§ **TASK PROMPT**
Nothing but the lines from the one that contains "Mark every instance of the snow-covered fence" through the end of the listing should appear, set down exactly.

§ **DATA SECTION**
==================================================
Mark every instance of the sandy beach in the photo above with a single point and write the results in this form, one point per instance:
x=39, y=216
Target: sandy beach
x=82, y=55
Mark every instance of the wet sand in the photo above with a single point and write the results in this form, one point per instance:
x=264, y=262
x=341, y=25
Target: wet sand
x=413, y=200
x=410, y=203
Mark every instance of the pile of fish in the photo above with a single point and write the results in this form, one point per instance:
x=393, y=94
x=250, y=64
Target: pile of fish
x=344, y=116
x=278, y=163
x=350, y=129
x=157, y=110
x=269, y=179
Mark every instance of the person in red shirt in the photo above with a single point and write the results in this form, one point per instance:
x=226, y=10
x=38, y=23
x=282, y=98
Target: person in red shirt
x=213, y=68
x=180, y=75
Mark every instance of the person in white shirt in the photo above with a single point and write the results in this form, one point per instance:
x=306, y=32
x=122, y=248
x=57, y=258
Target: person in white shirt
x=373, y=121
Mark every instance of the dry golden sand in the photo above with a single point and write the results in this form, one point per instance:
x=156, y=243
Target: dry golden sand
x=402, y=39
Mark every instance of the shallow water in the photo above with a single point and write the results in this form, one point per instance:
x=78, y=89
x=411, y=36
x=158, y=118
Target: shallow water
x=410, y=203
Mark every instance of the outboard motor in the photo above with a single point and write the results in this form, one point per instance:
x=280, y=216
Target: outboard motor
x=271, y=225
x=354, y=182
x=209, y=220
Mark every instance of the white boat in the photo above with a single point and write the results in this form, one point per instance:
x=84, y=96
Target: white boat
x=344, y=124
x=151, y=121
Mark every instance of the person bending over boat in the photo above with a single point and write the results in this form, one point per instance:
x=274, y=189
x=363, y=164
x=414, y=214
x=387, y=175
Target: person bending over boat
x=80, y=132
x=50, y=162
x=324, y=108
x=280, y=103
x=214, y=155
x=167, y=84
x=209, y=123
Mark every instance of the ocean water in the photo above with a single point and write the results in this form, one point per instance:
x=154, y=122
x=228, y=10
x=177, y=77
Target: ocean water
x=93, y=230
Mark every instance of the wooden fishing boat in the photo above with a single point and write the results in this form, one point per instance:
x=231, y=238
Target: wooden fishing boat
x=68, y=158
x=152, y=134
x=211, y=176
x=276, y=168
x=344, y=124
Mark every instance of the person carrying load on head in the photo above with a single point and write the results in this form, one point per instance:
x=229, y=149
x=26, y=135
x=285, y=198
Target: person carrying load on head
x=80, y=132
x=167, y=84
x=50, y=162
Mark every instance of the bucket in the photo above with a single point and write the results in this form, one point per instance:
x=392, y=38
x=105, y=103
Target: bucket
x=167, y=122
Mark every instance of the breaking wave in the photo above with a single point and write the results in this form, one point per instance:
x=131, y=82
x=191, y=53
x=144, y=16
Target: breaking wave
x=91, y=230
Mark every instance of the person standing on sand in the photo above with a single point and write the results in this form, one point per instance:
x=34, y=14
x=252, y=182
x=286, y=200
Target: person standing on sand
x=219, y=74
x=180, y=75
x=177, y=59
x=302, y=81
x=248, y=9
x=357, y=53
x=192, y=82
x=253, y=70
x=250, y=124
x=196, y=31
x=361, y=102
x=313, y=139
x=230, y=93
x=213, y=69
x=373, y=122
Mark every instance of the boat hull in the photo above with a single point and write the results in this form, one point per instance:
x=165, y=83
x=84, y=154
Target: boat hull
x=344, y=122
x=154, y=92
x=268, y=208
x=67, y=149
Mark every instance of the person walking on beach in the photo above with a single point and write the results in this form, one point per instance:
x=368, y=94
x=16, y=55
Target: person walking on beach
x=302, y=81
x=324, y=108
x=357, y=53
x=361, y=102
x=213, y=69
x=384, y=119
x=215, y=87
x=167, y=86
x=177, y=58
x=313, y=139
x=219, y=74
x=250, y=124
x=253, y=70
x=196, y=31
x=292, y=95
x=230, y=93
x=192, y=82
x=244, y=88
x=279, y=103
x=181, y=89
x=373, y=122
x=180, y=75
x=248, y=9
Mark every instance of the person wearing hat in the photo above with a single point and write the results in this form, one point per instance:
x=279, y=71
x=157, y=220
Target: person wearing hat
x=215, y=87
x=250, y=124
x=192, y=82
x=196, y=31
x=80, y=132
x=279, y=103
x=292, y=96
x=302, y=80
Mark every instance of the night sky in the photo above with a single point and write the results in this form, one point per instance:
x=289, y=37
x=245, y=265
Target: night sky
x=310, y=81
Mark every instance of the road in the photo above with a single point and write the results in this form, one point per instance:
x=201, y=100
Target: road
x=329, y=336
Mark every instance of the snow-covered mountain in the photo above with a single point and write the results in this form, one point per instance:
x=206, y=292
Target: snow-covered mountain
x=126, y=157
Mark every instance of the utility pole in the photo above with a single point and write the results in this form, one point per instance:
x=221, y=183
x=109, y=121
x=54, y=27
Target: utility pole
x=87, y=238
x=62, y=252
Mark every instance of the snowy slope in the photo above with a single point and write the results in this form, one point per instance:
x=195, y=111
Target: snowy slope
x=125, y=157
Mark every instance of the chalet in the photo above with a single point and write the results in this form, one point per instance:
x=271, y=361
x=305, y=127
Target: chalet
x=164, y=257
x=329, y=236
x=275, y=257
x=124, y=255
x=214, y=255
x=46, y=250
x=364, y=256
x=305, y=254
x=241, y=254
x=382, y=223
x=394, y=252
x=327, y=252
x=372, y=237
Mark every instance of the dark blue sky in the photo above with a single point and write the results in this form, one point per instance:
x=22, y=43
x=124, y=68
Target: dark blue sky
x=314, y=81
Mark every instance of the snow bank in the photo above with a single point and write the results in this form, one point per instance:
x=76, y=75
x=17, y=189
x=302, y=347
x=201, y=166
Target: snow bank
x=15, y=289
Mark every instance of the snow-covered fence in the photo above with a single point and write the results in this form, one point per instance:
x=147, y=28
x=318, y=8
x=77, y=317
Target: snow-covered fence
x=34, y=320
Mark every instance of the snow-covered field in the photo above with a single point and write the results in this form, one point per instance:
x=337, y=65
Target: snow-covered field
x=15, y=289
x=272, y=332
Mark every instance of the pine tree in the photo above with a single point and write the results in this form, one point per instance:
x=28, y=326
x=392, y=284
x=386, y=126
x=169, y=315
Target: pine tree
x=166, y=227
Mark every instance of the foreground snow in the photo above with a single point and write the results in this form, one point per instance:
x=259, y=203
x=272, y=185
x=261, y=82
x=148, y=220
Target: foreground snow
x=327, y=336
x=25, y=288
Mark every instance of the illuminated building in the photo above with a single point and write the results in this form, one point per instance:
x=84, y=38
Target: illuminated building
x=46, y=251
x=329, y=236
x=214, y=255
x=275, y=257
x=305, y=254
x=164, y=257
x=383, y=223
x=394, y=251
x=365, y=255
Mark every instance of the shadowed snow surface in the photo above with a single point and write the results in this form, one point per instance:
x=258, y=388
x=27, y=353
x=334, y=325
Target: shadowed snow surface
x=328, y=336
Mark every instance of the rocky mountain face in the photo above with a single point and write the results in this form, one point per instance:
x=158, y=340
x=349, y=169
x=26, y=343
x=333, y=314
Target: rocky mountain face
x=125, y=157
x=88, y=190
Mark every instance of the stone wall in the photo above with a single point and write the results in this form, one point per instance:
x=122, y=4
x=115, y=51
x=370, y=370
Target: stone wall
==================================================
§ **ANSWER IN FULL**
Mark every instance of the snow-covered fence in the photo above with a single point and write the results in this form, one point per instance:
x=147, y=28
x=318, y=8
x=77, y=317
Target: snow-covered fence
x=34, y=320
Mark every instance of the snow-covered field in the photo above with a single point and write the results in this form, one point per instance:
x=337, y=65
Target: snow-covered field
x=15, y=289
x=272, y=332
Mark every instance of the pine tree in the photo above with a single point and write the results in this form, one point per instance:
x=28, y=326
x=392, y=284
x=386, y=126
x=169, y=315
Target: pine tree
x=166, y=227
Mark every instance of the foreground snow in the photo above with a single point and write the results in this form, one point per instance:
x=259, y=203
x=272, y=185
x=261, y=82
x=148, y=220
Target: foreground snow
x=327, y=336
x=25, y=288
Mark every instance of the illuminated building in the photo above with a single point and write the results in this form, one point per instance:
x=84, y=38
Target: illuminated building
x=46, y=251
x=329, y=236
x=214, y=255
x=275, y=257
x=305, y=254
x=164, y=257
x=383, y=223
x=394, y=251
x=365, y=255
Mark every instance of the shadowed snow surface in the photo above with a single point and write the results in this form, one point per instance:
x=258, y=388
x=27, y=353
x=334, y=325
Target: shadowed snow surface
x=328, y=336
Mark every instance of the rocky mountain face in the photo above with a single point and write the results in this form, one point per instance:
x=158, y=340
x=349, y=169
x=26, y=343
x=333, y=314
Target: rocky mountain face
x=125, y=157
x=88, y=190
Mark every instance of the stone wall in the photo above with a single point and write the results in this form, one point per instance:
x=122, y=4
x=115, y=51
x=370, y=370
Target: stone wall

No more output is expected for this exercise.